§ STATED PROBLEM:
From the records below, pick out and copy each line containing the word "standing".

(Recorded data)
------------------------

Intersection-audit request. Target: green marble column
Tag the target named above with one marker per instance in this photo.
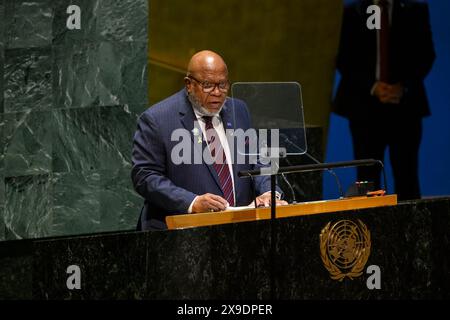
(68, 110)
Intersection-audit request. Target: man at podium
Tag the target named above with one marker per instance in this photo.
(203, 111)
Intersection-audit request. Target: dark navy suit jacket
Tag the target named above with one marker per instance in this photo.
(170, 188)
(411, 58)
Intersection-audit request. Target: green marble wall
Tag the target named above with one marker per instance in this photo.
(68, 106)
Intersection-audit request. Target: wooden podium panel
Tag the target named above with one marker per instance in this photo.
(307, 208)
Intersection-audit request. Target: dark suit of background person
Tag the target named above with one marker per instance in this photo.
(170, 188)
(374, 125)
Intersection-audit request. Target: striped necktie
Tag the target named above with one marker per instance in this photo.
(220, 161)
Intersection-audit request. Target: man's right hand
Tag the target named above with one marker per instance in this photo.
(388, 93)
(209, 202)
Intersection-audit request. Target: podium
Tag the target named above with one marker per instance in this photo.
(183, 221)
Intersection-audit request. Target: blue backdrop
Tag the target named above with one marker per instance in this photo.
(435, 148)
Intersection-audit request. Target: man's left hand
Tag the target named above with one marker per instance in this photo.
(264, 200)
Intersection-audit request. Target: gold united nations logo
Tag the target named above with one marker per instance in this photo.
(345, 248)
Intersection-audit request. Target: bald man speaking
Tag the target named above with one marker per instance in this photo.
(202, 177)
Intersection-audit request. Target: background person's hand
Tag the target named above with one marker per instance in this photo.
(209, 202)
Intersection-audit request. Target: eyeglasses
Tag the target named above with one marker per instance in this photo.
(208, 87)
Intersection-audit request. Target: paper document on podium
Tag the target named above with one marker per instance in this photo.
(250, 206)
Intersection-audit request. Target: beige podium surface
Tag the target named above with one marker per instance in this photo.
(182, 221)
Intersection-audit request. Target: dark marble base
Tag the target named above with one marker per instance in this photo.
(410, 244)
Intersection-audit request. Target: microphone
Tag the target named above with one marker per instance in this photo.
(286, 139)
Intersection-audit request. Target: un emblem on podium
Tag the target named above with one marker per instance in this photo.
(345, 248)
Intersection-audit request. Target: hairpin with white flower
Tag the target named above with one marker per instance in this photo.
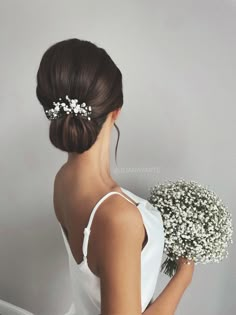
(72, 107)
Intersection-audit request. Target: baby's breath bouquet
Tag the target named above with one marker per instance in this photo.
(197, 225)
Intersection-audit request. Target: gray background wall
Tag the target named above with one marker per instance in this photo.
(178, 64)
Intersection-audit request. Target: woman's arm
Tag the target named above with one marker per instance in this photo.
(167, 302)
(121, 235)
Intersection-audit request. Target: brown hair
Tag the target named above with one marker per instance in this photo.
(82, 70)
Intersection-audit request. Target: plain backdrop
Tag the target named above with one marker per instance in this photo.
(178, 121)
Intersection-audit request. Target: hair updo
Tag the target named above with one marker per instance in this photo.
(84, 71)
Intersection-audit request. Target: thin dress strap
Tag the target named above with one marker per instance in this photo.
(88, 227)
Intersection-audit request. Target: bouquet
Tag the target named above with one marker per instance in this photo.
(197, 225)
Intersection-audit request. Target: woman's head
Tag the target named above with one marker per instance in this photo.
(83, 71)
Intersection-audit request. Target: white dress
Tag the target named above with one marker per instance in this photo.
(86, 285)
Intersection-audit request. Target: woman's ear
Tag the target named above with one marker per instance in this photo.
(116, 113)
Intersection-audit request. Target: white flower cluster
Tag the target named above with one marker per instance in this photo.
(196, 223)
(72, 107)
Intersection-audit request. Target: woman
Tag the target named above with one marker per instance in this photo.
(115, 255)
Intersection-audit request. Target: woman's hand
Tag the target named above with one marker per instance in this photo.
(185, 268)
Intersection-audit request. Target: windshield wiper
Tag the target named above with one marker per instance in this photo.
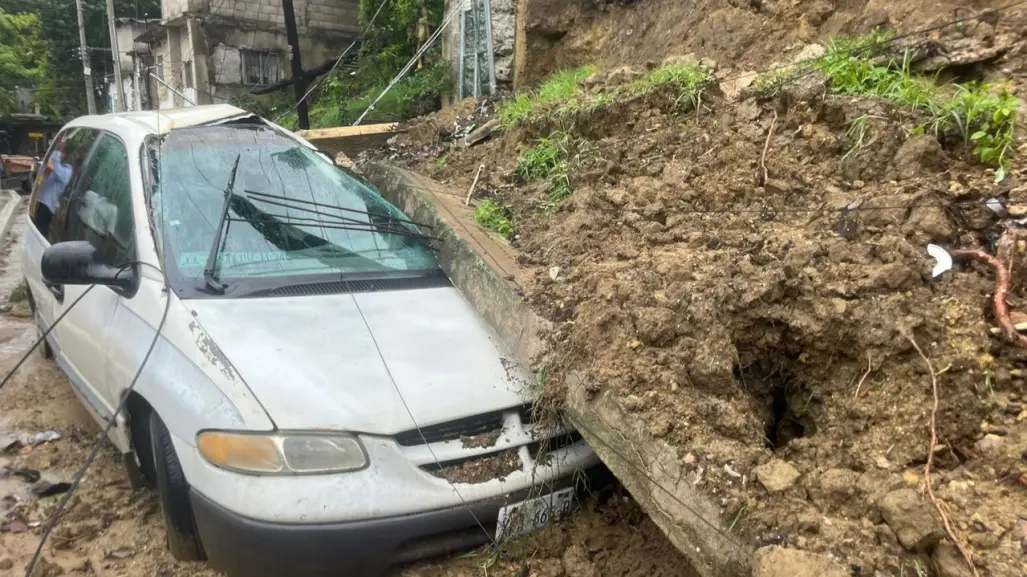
(211, 272)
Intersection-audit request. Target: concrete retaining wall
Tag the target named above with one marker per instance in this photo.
(481, 267)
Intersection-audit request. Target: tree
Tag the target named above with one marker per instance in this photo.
(23, 56)
(64, 95)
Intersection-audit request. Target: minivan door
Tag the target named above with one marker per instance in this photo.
(53, 183)
(99, 210)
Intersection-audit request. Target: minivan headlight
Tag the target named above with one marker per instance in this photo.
(283, 453)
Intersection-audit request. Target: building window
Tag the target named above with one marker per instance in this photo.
(260, 68)
(187, 74)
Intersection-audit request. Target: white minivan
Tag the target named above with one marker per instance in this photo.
(320, 399)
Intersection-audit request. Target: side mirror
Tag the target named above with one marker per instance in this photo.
(77, 262)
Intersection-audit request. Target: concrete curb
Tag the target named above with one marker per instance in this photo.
(482, 268)
(8, 215)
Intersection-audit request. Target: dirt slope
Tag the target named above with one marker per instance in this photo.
(739, 34)
(747, 285)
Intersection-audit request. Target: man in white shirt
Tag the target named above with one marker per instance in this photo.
(58, 176)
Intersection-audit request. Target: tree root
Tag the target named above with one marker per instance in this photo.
(930, 456)
(1004, 273)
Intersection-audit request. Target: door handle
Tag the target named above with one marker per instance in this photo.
(56, 291)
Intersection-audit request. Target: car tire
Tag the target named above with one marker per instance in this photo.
(183, 539)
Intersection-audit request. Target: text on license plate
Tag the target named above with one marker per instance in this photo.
(521, 518)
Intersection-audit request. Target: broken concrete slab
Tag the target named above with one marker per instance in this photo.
(350, 140)
(482, 268)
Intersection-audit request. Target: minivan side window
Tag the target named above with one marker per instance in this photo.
(100, 209)
(54, 180)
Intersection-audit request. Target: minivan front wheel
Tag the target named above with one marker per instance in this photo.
(183, 539)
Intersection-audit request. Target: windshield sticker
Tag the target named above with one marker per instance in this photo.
(198, 260)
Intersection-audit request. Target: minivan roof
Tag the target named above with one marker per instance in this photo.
(163, 121)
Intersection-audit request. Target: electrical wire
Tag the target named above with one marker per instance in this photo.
(457, 6)
(338, 61)
(42, 337)
(55, 516)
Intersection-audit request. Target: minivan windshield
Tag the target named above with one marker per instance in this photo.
(290, 212)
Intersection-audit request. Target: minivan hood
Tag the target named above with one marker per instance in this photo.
(313, 363)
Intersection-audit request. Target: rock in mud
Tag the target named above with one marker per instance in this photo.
(919, 155)
(948, 562)
(913, 521)
(46, 569)
(776, 475)
(577, 564)
(655, 325)
(778, 562)
(839, 484)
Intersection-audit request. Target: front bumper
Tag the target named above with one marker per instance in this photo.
(243, 547)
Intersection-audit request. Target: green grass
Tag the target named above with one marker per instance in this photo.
(561, 87)
(688, 79)
(561, 97)
(495, 218)
(982, 115)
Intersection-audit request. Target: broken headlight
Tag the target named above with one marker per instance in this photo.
(282, 453)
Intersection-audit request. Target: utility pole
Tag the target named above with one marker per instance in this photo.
(90, 103)
(300, 77)
(119, 100)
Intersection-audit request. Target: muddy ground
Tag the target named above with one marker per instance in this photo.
(742, 35)
(110, 530)
(758, 310)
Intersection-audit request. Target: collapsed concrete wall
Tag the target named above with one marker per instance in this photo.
(481, 267)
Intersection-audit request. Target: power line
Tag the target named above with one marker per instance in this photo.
(338, 61)
(420, 53)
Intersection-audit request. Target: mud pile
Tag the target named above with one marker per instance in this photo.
(744, 286)
(742, 35)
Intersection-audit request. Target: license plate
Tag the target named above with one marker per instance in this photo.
(521, 518)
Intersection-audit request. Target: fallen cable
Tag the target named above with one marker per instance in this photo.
(55, 516)
(766, 147)
(43, 337)
(930, 457)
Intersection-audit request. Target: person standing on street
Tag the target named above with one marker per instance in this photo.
(423, 32)
(56, 175)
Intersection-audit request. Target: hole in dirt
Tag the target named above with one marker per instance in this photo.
(783, 401)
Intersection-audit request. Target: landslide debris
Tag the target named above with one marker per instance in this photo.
(742, 273)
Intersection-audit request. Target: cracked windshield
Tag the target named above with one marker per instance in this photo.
(290, 210)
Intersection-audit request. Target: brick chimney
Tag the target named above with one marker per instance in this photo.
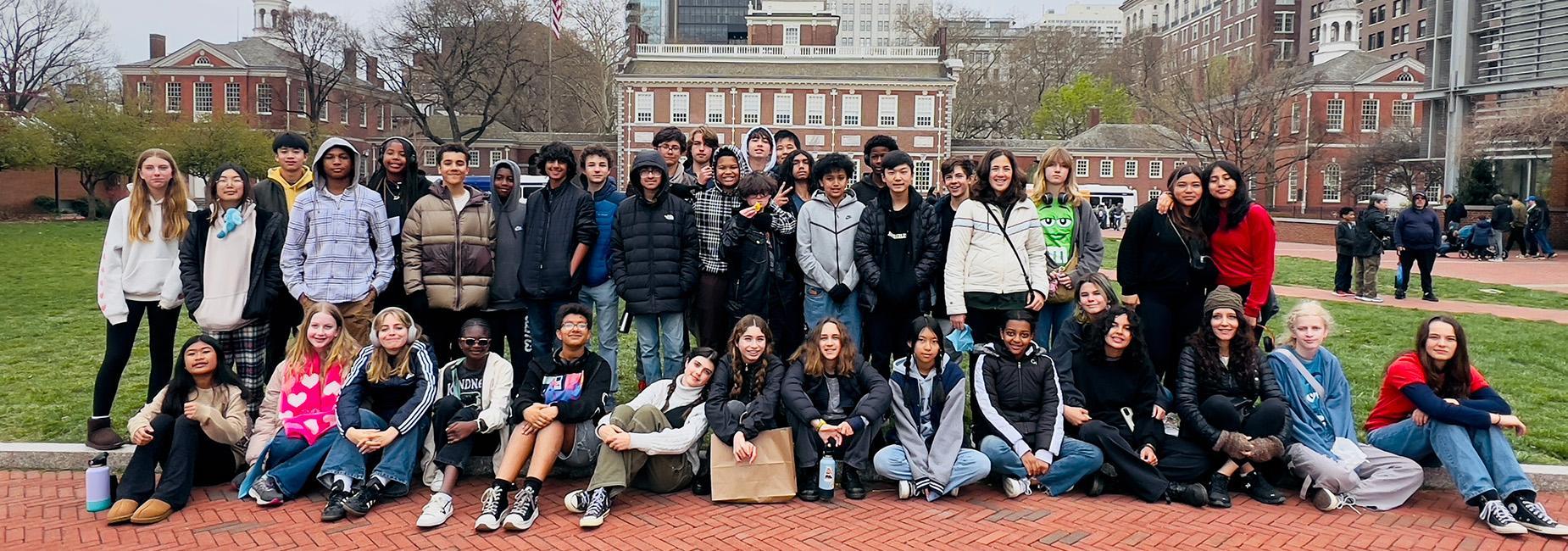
(157, 46)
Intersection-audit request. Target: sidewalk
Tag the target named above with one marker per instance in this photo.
(44, 510)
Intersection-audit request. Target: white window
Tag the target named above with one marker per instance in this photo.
(203, 97)
(679, 107)
(231, 97)
(1337, 115)
(171, 96)
(924, 112)
(715, 107)
(922, 176)
(1332, 182)
(645, 107)
(1404, 112)
(783, 109)
(752, 109)
(852, 110)
(1369, 109)
(815, 109)
(887, 110)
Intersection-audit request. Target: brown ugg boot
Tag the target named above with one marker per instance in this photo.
(103, 435)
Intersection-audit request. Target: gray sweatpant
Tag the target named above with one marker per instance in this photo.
(1382, 482)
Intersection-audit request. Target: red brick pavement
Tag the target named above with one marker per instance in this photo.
(42, 510)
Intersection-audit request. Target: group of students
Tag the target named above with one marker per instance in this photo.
(874, 291)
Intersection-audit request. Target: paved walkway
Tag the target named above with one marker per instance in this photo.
(42, 510)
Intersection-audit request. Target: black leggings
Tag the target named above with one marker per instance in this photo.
(118, 342)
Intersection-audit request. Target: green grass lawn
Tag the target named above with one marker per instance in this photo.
(1298, 272)
(53, 337)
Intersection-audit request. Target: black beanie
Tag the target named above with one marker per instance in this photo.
(291, 140)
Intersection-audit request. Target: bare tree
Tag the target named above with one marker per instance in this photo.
(319, 44)
(44, 44)
(457, 64)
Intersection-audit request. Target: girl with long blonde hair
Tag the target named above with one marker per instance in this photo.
(138, 276)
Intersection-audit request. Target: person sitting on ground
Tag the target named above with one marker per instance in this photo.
(929, 453)
(1435, 404)
(555, 409)
(836, 405)
(385, 407)
(468, 420)
(193, 427)
(1335, 466)
(649, 443)
(291, 438)
(1228, 403)
(1018, 413)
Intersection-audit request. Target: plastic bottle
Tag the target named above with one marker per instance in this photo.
(99, 493)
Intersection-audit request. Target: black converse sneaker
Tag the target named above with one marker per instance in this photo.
(1498, 519)
(1534, 517)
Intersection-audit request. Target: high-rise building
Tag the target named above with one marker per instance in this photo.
(1103, 21)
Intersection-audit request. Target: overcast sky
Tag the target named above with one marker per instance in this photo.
(225, 21)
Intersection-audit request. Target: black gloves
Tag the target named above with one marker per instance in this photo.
(839, 292)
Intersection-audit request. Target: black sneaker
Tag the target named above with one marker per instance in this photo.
(265, 492)
(1220, 492)
(1534, 517)
(1499, 520)
(334, 506)
(854, 487)
(1186, 493)
(359, 503)
(1261, 490)
(598, 509)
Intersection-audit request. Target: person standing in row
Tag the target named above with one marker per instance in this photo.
(654, 265)
(339, 248)
(231, 276)
(559, 231)
(138, 276)
(449, 243)
(400, 184)
(896, 252)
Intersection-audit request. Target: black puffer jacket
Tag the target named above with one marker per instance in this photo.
(1192, 388)
(870, 254)
(555, 223)
(653, 247)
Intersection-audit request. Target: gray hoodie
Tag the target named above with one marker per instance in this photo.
(507, 285)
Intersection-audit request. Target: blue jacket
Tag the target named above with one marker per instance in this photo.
(1316, 420)
(606, 203)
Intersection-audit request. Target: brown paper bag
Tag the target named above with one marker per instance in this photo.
(770, 479)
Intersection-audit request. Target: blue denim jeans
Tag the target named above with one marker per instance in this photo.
(820, 307)
(607, 316)
(291, 462)
(892, 462)
(397, 459)
(1077, 459)
(659, 350)
(1477, 459)
(1051, 319)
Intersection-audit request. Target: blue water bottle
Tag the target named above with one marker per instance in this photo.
(99, 484)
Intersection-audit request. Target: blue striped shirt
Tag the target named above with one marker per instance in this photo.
(337, 247)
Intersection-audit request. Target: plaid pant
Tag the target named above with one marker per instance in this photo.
(245, 349)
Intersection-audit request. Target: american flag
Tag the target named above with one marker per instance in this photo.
(559, 10)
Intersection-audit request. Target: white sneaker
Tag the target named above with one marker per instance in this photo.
(436, 512)
(1015, 487)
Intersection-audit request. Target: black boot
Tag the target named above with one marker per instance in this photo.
(1220, 492)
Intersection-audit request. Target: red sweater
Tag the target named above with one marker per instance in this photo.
(1243, 254)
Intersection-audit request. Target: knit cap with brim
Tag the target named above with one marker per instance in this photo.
(1222, 297)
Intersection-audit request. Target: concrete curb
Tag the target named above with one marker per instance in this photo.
(75, 457)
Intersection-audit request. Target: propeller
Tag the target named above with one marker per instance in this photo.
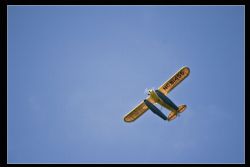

------------------------

§ SOLUTION TO THIS EXERCISE:
Intersection-audit request. Target: person standing on street
Intersection-audit request. Target: person standing in row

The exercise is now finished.